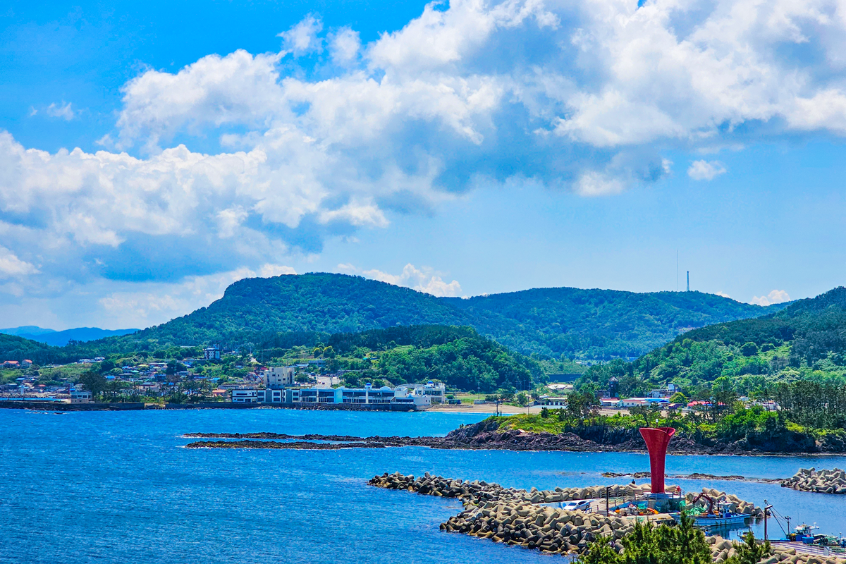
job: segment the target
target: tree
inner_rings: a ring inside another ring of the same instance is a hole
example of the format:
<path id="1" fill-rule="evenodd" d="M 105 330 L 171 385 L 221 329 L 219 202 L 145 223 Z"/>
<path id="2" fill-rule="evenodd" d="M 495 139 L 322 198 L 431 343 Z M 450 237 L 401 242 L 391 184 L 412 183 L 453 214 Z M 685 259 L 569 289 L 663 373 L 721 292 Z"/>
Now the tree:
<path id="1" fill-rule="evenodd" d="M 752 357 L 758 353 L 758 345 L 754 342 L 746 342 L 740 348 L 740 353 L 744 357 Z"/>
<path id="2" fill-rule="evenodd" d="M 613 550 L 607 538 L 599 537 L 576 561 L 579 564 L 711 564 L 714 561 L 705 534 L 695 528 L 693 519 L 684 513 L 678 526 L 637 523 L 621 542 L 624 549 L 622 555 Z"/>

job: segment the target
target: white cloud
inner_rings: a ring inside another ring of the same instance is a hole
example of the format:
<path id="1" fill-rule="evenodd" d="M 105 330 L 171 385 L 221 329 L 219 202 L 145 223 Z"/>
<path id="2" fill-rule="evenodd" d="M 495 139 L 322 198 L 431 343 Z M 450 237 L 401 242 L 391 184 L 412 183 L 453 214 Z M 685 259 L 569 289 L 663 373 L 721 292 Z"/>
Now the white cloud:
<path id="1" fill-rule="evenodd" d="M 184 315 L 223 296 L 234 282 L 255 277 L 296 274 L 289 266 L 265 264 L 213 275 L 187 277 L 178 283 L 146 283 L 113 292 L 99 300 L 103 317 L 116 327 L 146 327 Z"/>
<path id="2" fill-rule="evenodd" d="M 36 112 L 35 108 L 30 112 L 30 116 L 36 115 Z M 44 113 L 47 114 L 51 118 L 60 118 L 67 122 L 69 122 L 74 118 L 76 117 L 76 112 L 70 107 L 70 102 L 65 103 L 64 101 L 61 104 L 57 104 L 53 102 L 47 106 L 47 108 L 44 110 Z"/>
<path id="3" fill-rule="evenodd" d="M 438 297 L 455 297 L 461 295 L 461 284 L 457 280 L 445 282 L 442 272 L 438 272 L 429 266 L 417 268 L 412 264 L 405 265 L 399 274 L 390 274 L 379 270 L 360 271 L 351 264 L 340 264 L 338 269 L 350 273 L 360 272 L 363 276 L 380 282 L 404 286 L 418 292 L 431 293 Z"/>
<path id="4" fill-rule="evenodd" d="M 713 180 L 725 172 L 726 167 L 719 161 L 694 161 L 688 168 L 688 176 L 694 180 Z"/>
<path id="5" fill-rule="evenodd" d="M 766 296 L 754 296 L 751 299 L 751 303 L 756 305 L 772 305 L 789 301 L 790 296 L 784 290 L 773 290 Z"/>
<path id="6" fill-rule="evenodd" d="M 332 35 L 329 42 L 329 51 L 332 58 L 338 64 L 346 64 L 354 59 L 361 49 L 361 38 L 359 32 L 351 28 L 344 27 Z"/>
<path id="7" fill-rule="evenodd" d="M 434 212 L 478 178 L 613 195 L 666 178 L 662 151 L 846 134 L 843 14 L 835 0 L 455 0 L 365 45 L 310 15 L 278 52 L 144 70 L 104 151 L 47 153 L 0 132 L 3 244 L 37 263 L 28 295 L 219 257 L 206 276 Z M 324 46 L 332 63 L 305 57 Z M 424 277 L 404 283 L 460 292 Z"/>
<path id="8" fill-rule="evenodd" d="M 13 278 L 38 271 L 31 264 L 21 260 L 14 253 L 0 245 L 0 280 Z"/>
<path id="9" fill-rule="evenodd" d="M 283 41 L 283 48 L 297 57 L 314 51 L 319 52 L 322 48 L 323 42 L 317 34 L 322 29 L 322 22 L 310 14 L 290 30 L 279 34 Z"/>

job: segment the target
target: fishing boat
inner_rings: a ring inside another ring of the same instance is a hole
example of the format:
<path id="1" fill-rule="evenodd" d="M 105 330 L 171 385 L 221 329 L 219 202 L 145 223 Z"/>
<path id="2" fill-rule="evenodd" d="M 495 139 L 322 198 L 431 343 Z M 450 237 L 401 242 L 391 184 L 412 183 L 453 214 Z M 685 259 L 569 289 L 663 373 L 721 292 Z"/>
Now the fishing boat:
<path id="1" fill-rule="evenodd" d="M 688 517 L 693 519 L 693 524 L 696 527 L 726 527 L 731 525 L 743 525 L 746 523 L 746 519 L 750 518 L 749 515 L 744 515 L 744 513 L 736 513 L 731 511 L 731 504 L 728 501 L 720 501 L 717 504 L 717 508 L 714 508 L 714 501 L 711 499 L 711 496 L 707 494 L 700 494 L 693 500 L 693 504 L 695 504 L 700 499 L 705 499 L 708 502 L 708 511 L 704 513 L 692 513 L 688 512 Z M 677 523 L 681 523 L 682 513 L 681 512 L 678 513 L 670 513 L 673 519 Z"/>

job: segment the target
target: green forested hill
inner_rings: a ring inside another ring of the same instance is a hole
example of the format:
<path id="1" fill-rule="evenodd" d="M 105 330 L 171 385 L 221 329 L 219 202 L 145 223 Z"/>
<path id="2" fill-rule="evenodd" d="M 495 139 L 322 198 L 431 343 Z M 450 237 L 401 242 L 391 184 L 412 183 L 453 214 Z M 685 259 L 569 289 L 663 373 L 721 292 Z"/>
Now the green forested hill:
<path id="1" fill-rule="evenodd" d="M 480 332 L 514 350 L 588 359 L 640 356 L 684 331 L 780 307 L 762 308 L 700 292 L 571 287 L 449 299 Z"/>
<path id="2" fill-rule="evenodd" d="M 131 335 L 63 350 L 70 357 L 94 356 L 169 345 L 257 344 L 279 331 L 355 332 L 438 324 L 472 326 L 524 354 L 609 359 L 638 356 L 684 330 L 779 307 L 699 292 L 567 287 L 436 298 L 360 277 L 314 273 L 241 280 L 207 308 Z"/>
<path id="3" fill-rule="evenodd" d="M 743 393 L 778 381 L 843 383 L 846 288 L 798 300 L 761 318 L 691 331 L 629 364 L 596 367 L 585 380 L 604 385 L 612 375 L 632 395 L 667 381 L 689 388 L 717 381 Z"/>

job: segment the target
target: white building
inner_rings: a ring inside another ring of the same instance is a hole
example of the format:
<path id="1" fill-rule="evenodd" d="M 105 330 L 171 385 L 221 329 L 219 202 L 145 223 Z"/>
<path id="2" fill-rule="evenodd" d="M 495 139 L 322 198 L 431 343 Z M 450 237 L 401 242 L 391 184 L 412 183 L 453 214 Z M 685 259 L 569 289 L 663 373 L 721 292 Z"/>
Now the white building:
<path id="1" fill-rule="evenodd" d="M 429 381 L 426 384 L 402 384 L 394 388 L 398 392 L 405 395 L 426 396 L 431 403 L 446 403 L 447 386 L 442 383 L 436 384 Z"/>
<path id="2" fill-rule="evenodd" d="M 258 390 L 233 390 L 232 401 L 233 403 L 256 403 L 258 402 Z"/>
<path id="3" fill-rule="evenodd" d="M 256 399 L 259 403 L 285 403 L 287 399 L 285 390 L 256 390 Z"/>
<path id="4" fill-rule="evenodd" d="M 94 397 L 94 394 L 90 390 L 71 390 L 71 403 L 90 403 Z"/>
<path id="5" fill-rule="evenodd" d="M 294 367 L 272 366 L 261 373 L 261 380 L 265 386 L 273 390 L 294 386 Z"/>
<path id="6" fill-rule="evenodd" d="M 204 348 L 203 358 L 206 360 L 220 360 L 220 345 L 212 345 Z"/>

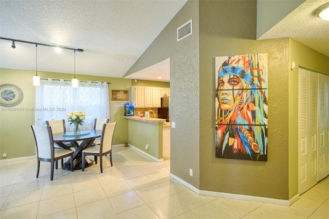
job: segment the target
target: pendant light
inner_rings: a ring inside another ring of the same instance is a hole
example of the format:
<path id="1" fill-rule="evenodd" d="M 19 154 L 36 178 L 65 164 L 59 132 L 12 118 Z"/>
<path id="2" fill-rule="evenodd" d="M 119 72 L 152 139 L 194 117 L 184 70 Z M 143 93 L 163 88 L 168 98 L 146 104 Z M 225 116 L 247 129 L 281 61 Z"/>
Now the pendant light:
☆ ☆ ☆
● CHALLENGE
Return each line of the records above that contains the string "forested", reproducing every such line in full. Treat the match as case-sensitive.

● OUTPUT OF THE TASK
target: green forested hill
Now the green forested hill:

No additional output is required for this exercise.